§ ESTRATTO DEL DOCUMENTO
☆ ☆ ☆ ☆ ☆

Finalmente,
insomma, era nata la tragedia come ancora oggi la conosciamo. Non più i lunghi
racconti epici degli aedi (epòmai in greco è raccontare), ma conflitto
tra due personaggi che non narrano niente né contemplano qualcosa ma agiscono,
fanno vivere un evento che è visto (teatro deriva dal verbo greco theàomai,
vedere), nel quale eroi umani pongono domande sui perché dell’essere e lottano
contro divinità e destini incomprensibili e indifferenti alla sofferenza del
peregrinare dell’uomo. Il resto si sviluppa con facilità da queste premesse.
Sofocle (496 –
[1] Opere pervenute: Aiace,
Antigone, Edipo re, Elettra, Filottete, Trachinie, Edipo a Colono e
numerosi frammenti di un dramma satiresco, I segugi.
A Sofocle si devono
importanti innovazioni: l’aumento del numero degli attori (da due a tre) e del
numero dei componenti del coro (da dodici a quindici), e l’introduzione di una
forma semplice di scenografia, un fondale che rappresentasse un paesaggio (un
palazzo o l’entrata di una grotta). Il tragediografo non era dunque un semplice
letterato, ma un uomo di teatro a tutti gli effetti: conosceva le tecniche di
recitazione e i problemi relativi alla regia in un teatro che aveva una scena
estremamente spoglia e che lasciava alla “scenografia verbale” il compito di
rappresentare l’invisibile. Sofocle è l’autore di Edipo re, considerata
dagli antichi la tragedia per eccellenza. Edipo scopre, in un crescendo
drammatico, di avere involontariamente ucciso il proprio padre e sposato la
propria madre e, mentre la madre – moglie Giocasta si uccide, egli si acceca.

☆ ☆ ☆ ☆ ☆

Stabilisci se ciascuna affermazione concorda con l’estratto sulla tragedia greca, rispondendo sì o no e citando testualmente le parole che lo decidono. (a) Sofocle portò gli attori da due a tre. (b) Sofocle ridusse i componenti del coro da quindici a dodici. (c) Nell’Edipo re è Giocasta ad accecarsi.

§ DATI ARCHIVIATI

☆ ☆ ☆ ☆ ☆

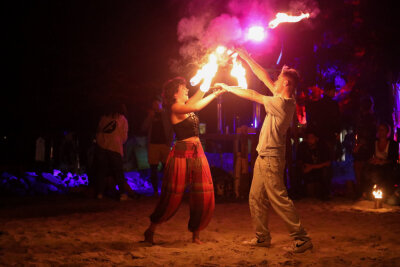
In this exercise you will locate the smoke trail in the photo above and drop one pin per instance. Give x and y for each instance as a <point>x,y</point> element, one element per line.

☆ ☆ ☆ ☆ ☆

§ RISPOSTA CORRETTA
(a) Sì: "l’aumento del numero degli attori (da due a tre)"
(b) No: "numero dei componenti del coro (da dodici a quindici)"
(c) No: "mentre la madre – moglie Giocasta si uccide, egli si acceca"